_TASK INSTRUCTIONS_
What is needed is a copy of each line in the listing that contains "rear".

Content starts

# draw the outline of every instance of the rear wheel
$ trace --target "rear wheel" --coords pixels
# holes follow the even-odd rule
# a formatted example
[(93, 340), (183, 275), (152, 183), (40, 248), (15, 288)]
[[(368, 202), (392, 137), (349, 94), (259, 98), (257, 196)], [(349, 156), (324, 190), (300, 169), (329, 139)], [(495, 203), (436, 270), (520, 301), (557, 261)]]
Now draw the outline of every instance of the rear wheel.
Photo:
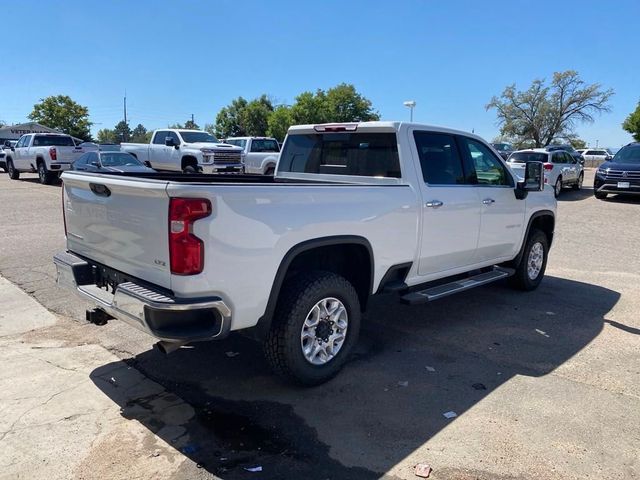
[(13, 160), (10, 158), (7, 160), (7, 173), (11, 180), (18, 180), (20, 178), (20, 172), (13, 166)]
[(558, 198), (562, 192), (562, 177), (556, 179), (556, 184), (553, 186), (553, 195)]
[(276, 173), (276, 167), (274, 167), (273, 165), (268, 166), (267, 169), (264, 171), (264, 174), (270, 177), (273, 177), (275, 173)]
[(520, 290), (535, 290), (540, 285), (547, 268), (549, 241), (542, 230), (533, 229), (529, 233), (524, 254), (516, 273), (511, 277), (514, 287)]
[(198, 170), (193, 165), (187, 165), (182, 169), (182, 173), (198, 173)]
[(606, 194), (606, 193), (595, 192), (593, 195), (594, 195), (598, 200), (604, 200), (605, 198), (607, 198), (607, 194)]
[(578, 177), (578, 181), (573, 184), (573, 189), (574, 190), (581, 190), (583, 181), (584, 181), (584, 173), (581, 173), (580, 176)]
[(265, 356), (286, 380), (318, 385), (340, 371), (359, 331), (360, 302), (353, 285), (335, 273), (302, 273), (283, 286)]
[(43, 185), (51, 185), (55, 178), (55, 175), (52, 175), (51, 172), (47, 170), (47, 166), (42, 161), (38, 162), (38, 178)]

Content ends

_RESPONSE FOR THIS EXERCISE_
# draw the outline of every instance of the rear wheel
$ trace --target "rear wheel" --coords pixels
Now draw the outline of every instance of the rear wheel.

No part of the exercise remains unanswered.